REQUIRED WORK:
Leave every picture behind and copy the rest of the entries below exactly.

Data entries
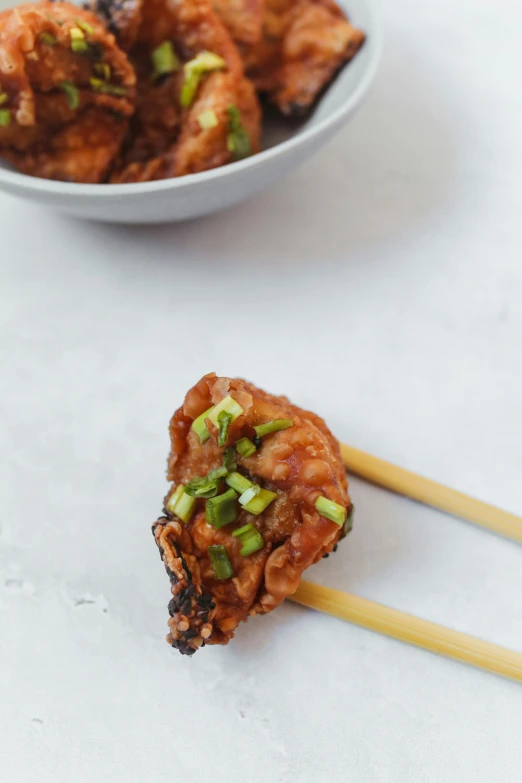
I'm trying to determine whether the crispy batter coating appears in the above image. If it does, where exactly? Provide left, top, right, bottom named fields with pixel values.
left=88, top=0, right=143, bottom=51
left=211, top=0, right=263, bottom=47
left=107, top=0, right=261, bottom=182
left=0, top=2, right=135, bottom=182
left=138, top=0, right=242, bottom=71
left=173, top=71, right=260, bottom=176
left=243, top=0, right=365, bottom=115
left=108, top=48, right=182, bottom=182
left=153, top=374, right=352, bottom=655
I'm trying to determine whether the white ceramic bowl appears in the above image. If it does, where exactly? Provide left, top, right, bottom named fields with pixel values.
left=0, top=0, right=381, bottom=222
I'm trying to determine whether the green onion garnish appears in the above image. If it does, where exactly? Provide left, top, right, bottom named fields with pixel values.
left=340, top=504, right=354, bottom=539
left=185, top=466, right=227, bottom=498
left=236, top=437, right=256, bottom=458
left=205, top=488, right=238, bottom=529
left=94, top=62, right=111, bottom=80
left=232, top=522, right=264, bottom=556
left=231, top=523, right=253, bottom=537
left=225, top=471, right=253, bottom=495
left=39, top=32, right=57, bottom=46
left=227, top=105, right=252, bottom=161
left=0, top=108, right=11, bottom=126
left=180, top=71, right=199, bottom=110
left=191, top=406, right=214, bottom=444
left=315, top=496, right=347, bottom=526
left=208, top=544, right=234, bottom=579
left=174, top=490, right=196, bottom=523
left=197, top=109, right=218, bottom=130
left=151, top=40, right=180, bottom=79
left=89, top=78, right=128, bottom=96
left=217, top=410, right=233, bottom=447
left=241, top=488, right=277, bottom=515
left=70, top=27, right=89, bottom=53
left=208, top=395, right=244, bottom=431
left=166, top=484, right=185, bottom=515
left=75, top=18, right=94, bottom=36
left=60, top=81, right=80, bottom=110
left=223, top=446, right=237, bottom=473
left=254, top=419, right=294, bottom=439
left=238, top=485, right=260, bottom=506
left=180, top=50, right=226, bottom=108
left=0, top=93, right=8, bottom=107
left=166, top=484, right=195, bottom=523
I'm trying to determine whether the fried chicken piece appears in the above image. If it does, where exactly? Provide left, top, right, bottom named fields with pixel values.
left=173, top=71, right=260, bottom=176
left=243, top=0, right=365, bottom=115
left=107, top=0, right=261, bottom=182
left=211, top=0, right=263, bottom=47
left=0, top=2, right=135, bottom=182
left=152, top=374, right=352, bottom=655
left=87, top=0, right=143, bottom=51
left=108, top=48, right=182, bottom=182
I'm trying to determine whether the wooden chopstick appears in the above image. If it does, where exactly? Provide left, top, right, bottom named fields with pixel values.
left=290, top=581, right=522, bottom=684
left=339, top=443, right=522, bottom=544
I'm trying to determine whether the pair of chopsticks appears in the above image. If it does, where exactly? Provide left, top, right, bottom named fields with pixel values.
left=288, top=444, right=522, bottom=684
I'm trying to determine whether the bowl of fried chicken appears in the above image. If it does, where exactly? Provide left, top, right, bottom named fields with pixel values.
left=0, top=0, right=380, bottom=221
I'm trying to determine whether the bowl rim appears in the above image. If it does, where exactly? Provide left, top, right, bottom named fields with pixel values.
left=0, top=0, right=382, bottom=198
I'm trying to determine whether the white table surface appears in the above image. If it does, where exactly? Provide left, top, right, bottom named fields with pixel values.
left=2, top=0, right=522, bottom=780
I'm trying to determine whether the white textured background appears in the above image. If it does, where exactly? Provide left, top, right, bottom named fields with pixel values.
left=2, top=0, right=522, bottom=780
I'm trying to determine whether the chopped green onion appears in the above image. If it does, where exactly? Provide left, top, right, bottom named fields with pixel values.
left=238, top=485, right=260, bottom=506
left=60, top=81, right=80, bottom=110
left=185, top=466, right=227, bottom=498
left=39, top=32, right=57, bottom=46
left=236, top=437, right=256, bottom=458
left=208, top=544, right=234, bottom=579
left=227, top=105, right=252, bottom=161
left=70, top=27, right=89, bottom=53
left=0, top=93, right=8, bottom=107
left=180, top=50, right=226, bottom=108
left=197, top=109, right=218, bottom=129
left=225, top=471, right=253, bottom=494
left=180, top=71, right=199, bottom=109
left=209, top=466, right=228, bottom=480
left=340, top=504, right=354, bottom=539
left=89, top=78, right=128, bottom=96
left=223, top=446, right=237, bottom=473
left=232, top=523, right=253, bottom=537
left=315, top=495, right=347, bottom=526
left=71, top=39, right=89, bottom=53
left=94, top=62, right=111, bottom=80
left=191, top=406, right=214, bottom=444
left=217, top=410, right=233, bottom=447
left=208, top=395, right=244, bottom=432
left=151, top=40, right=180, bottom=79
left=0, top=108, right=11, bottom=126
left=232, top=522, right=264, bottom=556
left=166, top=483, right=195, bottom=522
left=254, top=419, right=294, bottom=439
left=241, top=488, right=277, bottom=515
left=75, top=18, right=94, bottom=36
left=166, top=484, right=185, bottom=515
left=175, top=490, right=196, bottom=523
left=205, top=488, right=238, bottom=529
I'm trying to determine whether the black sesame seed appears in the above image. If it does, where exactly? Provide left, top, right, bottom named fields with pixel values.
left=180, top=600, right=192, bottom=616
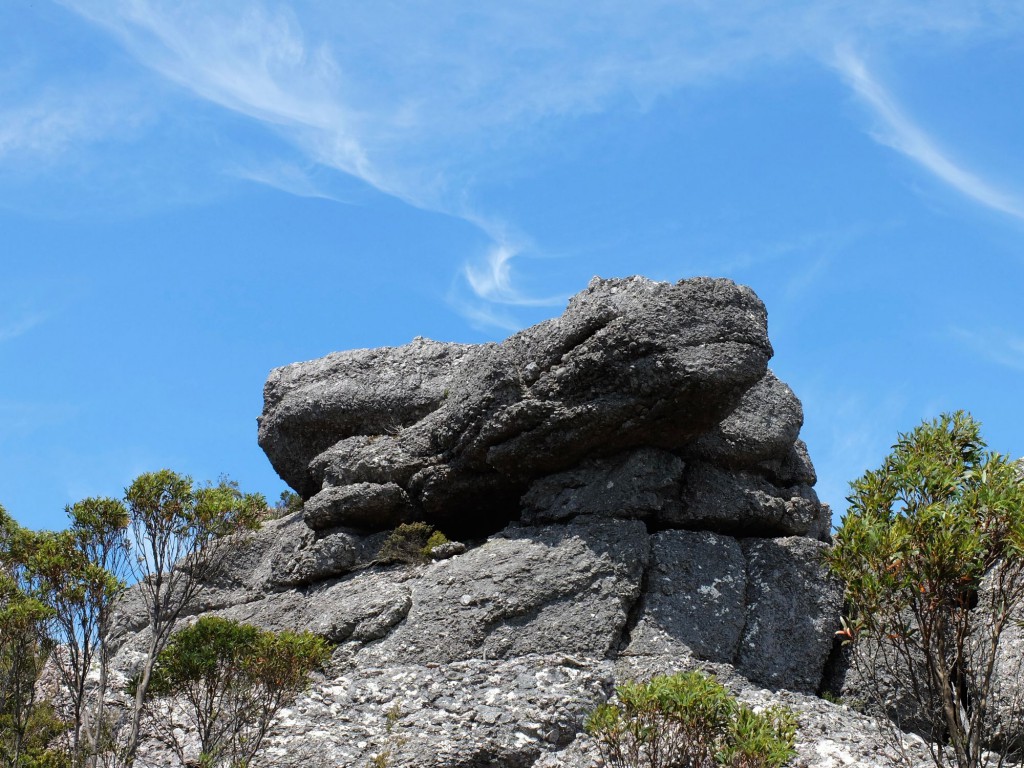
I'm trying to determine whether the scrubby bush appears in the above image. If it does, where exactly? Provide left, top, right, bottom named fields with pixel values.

SOLUTION FOR THIS TASK:
I'm trying to determine whether the crispy batter coating appears in the above image. If it does, where exactly? Provide left, top, right, bottom named fields with pixel values.
left=88, top=0, right=143, bottom=51
left=211, top=0, right=263, bottom=47
left=107, top=0, right=261, bottom=182
left=0, top=2, right=135, bottom=182
left=138, top=0, right=242, bottom=71
left=173, top=71, right=260, bottom=176
left=243, top=0, right=365, bottom=115
left=108, top=48, right=182, bottom=182
left=153, top=374, right=352, bottom=655
I'm trying to determine whether the white ceramic bowl appears in the above image. If it does, where exactly? Provide left, top, right, bottom named fields with pixel values.
left=0, top=0, right=381, bottom=222
I'm trying to determine whether the green onion garnish appears in the above image. If it does, where exactly? Provide left, top, right, bottom named fields with pixel values.
left=340, top=504, right=354, bottom=539
left=185, top=466, right=227, bottom=498
left=236, top=437, right=256, bottom=458
left=205, top=488, right=238, bottom=529
left=94, top=62, right=111, bottom=80
left=232, top=522, right=264, bottom=556
left=231, top=523, right=253, bottom=537
left=225, top=471, right=253, bottom=495
left=39, top=32, right=57, bottom=46
left=227, top=105, right=252, bottom=161
left=0, top=108, right=11, bottom=126
left=180, top=71, right=199, bottom=110
left=191, top=406, right=214, bottom=444
left=315, top=496, right=347, bottom=526
left=208, top=544, right=234, bottom=579
left=174, top=490, right=196, bottom=523
left=197, top=109, right=218, bottom=130
left=151, top=40, right=180, bottom=79
left=89, top=78, right=128, bottom=96
left=217, top=410, right=233, bottom=447
left=241, top=488, right=277, bottom=515
left=70, top=27, right=89, bottom=53
left=208, top=395, right=244, bottom=431
left=166, top=484, right=185, bottom=515
left=75, top=18, right=94, bottom=36
left=60, top=81, right=80, bottom=110
left=223, top=446, right=237, bottom=473
left=254, top=419, right=294, bottom=439
left=238, top=485, right=260, bottom=506
left=180, top=50, right=226, bottom=108
left=0, top=93, right=8, bottom=107
left=166, top=484, right=195, bottom=523
I'm trying to determine whether the fried chicken piece appears in the above image. If it does, where exactly? Provide left, top, right, bottom named fields with pixel values.
left=173, top=71, right=260, bottom=176
left=243, top=0, right=365, bottom=115
left=107, top=0, right=261, bottom=182
left=211, top=0, right=263, bottom=47
left=0, top=2, right=135, bottom=182
left=152, top=374, right=352, bottom=655
left=87, top=0, right=143, bottom=51
left=108, top=48, right=182, bottom=182
I'm trying to determine whether the wooden chopstick appears in the above image. If it does, where exactly? Provide left, top, right, bottom named fields with pixel values.
left=290, top=581, right=522, bottom=684
left=339, top=443, right=522, bottom=544
I'm trying to determine whether the pair of chopsticks appears in the above image. If it does, where exactly? Provide left, top, right, bottom named fields with pixel values.
left=288, top=444, right=522, bottom=684
I'm trying to determine whether the bowl of fried chicken appears in the above image. If it does, where exactly? Provide left, top, right, bottom named fields with pixel values.
left=0, top=0, right=380, bottom=221
I'm trying to determine whether the bowl rim appears in the above image. If it does, where exactly? Provide left, top, right, bottom named fields with pixel values.
left=0, top=0, right=382, bottom=198
I'm trying to determine whether the white table surface appears in the above image. If it does, where exactly? Provide left, top, right, bottom named fields with pixel values.
left=2, top=0, right=522, bottom=780
I'm trying to determine whether the white textured background appears in the above image. If it does, where exactly? Provide left, top, right, bottom named fields with pixel values.
left=2, top=0, right=522, bottom=780
I'm trying to determine whether the chopped green onion appears in the above image. If it does, where exactly? Provide left, top, right, bottom named fields with pixel values.
left=238, top=485, right=260, bottom=506
left=60, top=81, right=80, bottom=110
left=185, top=466, right=227, bottom=498
left=39, top=32, right=57, bottom=46
left=236, top=437, right=256, bottom=458
left=208, top=544, right=234, bottom=579
left=227, top=105, right=252, bottom=161
left=70, top=27, right=89, bottom=53
left=0, top=93, right=8, bottom=107
left=180, top=50, right=226, bottom=108
left=197, top=109, right=218, bottom=129
left=225, top=471, right=253, bottom=494
left=180, top=71, right=199, bottom=109
left=209, top=466, right=228, bottom=480
left=340, top=504, right=354, bottom=539
left=89, top=78, right=128, bottom=96
left=223, top=446, right=237, bottom=473
left=232, top=523, right=253, bottom=537
left=315, top=495, right=347, bottom=526
left=71, top=39, right=89, bottom=53
left=94, top=62, right=111, bottom=80
left=191, top=406, right=214, bottom=444
left=217, top=410, right=233, bottom=447
left=208, top=395, right=244, bottom=432
left=151, top=40, right=180, bottom=79
left=0, top=108, right=11, bottom=126
left=232, top=522, right=264, bottom=556
left=166, top=483, right=195, bottom=522
left=254, top=419, right=294, bottom=439
left=241, top=488, right=277, bottom=515
left=75, top=18, right=94, bottom=36
left=166, top=484, right=185, bottom=515
left=175, top=490, right=196, bottom=523
left=205, top=488, right=238, bottom=529
I'm trying to determine whether the black sesame seed appears in the above image. If it does, where exactly? Provide left, top, right, bottom named fields with pixel values.
left=180, top=600, right=192, bottom=616
I'm trying to determine whether the scrubby bush appears in the above image. If it does, where exactly? Provide left, top, right, bottom named fields with pixel values.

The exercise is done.